▶ Document segment:
-*-

Ask HN: Advice for an introverted new team lead? - bloopernova
Hello HN,<p>It&#x27;s that old question again, but this time it comes from maybe a slightly different place.<p>I&#x27;m a fairly introverted person. I&#x27;ve been a sysadmin for over 20 years, and always been happy to work from the back office up to my elbows in terminals and code. I&#x27;ve not sought out the spotlight, pushed to lead, nor tried to tell others what to do. I&#x27;ve always thought of that as something I simply couldn&#x27;t do.<p>Recently I&#x27;ve been put forward for a team lead role, managing just a handful of devops positions. I&#x27;ve been highly praised for a whole slew of stuff, and now I&#x27;m a team lead, and way way way out of my comfort zone. If I am honest with myself, I am terrified of all the things that may go wrong.<p>HN, I need your advice on how to be an introverted team lead. Those of you with a similar outlook on life, how did you cope? How did you manage all the meetings, 1 to 1s, vendor calls, and more? Were there any books that helped you, and were there any that you would avoid like the plague?<p>Any advice will be deeply appreciated.

-*-

Source data:
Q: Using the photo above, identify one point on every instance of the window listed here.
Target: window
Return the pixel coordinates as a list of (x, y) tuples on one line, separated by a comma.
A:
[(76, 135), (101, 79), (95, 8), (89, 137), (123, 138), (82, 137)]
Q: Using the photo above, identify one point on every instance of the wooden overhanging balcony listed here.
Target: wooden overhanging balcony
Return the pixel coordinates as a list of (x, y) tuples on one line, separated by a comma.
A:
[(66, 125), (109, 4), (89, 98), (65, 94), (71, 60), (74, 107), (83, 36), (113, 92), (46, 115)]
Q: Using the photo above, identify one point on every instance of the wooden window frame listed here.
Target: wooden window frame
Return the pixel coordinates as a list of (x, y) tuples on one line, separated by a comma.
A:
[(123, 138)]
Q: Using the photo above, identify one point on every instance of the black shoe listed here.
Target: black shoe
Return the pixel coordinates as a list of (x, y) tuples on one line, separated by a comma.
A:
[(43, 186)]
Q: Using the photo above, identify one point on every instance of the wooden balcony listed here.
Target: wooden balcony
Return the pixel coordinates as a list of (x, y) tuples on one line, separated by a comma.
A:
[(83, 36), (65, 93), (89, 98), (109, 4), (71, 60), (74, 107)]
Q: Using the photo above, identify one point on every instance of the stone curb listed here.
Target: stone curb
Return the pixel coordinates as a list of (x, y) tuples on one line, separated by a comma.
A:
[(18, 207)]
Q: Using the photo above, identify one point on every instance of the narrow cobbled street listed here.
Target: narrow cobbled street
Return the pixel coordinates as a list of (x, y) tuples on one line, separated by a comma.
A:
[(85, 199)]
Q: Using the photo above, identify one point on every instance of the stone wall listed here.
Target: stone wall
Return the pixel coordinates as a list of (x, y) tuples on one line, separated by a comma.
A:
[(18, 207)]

-*-

▶ To-do list:
1 > Can you sum up the Ask HN post on being an introverted team lead in two sentences?
2 > Which work activities does the Ask HN post name when asking how others managed them?
3 > Write a continuation of the Ask HN post on being an introverted team lead, starting after its final sentence.

▶ Results of the tasks:
1 > A fairly introverted sysadmin of over 20 years, who never sought the spotlight or pushed to lead, has recently become a team lead over a handful of devops positions and feels far out of their comfort zone and terrified of what may go wrong. The post asks introverted readers how they coped with meetings, 1 to 1s and vendor calls, and which books helped or should be avoided.

2 >
- Meetings
- 1 to 1s
- Vendor calls

3 >
======
rossdavidh
I find that checklists, written plans and procedures, etc. can be a good way
for the introverted to substitute for chatty, high-contact direction (and they
are good for other reasons anyway). When you do a 1:1, having a previously
agreed on list of objectives for that person (quarterly goals or whatever)
that you can review, allows that list to do some of the talking for you (in
some cases, it will deliver some of the bad news for you, i.e. "you did not
accomplish this").

Similarly with vendor calls and other meetings, a published agenda beforehand
helps to keep things focused and moving, and you don't have to do as much of
the "let's talk about this now" direction of the conversation.

Also, if you have a more extroverted direct report, having them take minutes
for the meeting helps to push some of the talking (e.g. review at the end of
the meeting for who signed up to do what) onto someone else, in a way that
doesn't undercut your authority. Also, if a detailed agenda has been published
by you (e.g. by email) prior to the meeting, then you can even have a second
run the meeting to a certain degree, while you focus on answering high-level
technical questions that require your expertise. This still makes it clear
that you are setting the agenda, but puts some of the talking onto someone who
is happier to do that (and provides him/her with an opportunity for career
growth).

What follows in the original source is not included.